(Problem statement) Output every line of the data exactly as it appears.
BEGIN Data for this task
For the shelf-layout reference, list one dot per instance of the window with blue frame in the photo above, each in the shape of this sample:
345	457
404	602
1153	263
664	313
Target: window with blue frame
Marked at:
END Data for this task
(Answer space)
For the shelf-layout reference, list one dot per instance of the window with blue frame in the photo above, each in the shape of this sample:
345	457
404	602
1153	263
664	313
Target: window with blue frame
Marked at:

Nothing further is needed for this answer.